== Material for this task
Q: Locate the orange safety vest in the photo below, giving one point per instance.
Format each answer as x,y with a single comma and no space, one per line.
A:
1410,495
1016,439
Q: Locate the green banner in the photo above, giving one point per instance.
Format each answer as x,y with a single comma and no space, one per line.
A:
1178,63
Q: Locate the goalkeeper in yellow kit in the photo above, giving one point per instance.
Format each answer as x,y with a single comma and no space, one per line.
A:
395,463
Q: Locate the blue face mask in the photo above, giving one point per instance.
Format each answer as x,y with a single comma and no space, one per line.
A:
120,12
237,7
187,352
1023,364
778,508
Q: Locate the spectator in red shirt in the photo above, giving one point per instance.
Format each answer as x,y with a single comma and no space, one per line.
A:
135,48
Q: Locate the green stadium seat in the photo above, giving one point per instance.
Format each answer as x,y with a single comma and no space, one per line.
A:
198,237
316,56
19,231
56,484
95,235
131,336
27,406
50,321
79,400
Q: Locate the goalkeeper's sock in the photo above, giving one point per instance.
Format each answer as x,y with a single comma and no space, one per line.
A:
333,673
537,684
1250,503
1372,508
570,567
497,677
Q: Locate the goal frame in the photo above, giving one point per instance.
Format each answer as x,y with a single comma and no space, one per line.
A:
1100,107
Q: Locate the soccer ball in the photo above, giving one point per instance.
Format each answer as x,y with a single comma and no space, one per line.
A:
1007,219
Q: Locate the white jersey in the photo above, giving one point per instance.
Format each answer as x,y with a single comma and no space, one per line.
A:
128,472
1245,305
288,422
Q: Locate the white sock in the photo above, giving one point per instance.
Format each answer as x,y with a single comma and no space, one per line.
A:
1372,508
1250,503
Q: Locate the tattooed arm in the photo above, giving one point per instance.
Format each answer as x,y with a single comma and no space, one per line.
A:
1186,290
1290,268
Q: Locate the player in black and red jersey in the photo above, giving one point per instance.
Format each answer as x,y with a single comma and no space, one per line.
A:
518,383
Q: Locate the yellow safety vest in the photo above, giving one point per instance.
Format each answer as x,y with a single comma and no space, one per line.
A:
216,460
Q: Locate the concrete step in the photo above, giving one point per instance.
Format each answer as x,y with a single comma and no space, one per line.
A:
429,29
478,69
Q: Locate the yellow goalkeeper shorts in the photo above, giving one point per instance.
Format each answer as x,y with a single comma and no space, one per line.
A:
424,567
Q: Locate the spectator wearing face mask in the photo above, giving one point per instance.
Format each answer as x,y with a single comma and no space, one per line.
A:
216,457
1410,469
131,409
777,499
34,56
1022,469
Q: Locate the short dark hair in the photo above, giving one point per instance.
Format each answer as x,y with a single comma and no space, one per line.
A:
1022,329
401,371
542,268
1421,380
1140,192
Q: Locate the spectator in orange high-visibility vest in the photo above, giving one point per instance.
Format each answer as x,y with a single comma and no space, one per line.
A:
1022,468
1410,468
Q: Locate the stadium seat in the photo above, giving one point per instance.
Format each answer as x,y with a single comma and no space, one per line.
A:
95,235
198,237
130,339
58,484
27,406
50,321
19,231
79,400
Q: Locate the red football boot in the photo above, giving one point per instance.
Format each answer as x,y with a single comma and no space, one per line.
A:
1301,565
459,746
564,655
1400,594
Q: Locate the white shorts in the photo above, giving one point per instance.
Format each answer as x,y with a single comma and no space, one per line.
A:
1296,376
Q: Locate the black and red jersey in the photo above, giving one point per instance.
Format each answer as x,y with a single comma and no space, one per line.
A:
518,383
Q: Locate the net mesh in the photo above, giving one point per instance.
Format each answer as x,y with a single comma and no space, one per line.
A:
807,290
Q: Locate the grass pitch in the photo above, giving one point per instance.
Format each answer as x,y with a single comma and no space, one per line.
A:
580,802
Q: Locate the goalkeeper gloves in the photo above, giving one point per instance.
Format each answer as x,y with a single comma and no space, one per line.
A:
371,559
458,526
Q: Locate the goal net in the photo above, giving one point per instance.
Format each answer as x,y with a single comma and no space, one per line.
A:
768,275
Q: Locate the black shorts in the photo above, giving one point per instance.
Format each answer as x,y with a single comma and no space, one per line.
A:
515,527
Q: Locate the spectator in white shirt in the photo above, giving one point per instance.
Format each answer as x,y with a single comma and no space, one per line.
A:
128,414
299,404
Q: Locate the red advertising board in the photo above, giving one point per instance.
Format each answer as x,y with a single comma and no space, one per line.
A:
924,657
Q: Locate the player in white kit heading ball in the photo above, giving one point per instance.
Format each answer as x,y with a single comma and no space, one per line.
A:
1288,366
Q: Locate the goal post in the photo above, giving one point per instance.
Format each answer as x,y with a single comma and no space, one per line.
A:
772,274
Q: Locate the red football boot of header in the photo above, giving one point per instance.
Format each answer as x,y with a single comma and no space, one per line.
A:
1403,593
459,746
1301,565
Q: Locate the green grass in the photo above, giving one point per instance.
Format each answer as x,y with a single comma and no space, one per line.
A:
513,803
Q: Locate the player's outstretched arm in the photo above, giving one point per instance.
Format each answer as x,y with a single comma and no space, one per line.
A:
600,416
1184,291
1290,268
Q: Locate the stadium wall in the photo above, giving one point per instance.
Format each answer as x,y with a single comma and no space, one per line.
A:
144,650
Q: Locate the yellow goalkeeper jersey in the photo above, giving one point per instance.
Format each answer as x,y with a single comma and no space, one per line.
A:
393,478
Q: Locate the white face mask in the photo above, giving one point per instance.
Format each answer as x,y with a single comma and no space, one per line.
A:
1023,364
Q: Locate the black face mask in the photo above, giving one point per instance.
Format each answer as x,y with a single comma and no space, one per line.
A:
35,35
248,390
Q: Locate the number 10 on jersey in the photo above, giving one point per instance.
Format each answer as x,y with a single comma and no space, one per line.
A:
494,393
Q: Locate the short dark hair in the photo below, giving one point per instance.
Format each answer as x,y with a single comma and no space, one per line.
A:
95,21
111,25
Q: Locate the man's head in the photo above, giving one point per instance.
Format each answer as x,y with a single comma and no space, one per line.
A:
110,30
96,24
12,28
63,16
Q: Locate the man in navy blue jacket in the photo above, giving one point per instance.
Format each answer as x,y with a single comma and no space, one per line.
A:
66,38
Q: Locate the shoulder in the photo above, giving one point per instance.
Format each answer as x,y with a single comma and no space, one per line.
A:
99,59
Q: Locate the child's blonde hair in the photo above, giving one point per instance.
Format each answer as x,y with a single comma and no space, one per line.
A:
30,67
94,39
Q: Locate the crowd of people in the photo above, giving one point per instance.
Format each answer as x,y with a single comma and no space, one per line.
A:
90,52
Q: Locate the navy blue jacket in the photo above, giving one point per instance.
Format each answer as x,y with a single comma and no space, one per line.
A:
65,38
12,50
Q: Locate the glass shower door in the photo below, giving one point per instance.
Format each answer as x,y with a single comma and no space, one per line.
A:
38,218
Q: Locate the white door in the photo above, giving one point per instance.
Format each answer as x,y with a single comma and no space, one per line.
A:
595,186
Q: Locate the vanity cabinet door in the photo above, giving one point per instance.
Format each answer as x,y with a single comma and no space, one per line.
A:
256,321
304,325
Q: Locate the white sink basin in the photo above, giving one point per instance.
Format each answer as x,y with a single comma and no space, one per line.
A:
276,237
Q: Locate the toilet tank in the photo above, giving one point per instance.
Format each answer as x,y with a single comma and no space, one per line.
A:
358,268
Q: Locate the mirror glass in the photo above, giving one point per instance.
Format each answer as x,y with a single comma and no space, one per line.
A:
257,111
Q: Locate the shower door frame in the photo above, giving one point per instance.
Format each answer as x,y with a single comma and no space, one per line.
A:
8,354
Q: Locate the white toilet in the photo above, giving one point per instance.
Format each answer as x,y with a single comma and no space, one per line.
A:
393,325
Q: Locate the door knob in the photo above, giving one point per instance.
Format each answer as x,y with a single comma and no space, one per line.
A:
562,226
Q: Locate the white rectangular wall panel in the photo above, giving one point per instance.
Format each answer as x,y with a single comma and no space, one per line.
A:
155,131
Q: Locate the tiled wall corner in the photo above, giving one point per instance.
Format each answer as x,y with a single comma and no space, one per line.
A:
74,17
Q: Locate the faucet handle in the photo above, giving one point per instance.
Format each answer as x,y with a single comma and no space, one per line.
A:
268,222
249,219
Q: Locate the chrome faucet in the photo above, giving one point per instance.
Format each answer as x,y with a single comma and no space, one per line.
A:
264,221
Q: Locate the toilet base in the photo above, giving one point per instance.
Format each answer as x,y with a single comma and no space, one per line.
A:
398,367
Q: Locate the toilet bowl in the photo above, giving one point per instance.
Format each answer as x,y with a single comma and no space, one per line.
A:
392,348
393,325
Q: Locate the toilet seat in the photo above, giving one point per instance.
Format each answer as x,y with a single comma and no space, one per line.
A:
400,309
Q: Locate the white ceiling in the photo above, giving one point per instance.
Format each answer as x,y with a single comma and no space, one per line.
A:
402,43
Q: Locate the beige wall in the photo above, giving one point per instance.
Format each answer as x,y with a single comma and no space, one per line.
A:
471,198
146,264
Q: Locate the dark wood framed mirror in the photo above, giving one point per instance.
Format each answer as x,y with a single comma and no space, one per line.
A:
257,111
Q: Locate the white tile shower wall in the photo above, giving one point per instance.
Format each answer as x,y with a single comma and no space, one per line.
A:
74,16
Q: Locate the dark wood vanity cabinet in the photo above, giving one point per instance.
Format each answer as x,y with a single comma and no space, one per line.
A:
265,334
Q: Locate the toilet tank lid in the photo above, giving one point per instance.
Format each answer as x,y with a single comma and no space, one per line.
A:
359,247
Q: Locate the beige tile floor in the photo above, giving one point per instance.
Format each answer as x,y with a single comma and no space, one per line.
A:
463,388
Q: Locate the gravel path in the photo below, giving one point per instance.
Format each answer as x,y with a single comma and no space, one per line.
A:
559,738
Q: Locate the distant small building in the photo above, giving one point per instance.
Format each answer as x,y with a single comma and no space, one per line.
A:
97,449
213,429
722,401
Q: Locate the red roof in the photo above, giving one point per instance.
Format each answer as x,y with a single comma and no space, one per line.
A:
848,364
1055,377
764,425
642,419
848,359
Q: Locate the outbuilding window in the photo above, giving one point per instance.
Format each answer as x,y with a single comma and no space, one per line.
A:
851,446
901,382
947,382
====
Arrange the lines of the records from the line with "Q: Locate the red roof" up to and including the last line of the records as a Markdown table with the columns Row and Line, numbering each row and skipping blank lines.

| Row | Line |
|---|---|
| 1 | Q: Locate the red roof in the photo above, giving one point per instance. |
| 2 | Format each answer as x,y with a single comma and no space, one per line. |
| 3 | A: |
| 4 | 848,364 |
| 5 | 1055,377 |
| 6 | 764,425 |
| 7 | 642,419 |
| 8 | 848,359 |
| 9 | Q: Locate the outbuilding window in the photo above, giving one point per instance. |
| 10 | Format each answer as x,y with a single comma and no space, one per line. |
| 11 | A: |
| 12 | 851,446 |
| 13 | 901,382 |
| 14 | 947,382 |